=== Task description ===
Write out the data that follows. Keep every character unchanged.

****************

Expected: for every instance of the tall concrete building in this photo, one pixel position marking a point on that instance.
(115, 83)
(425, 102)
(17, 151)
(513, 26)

****************

=== Problem solution ===
Expected: for every instance of the tall concrete building in this photo, one pixel position marking a point on that instance.
(115, 83)
(425, 102)
(17, 151)
(513, 26)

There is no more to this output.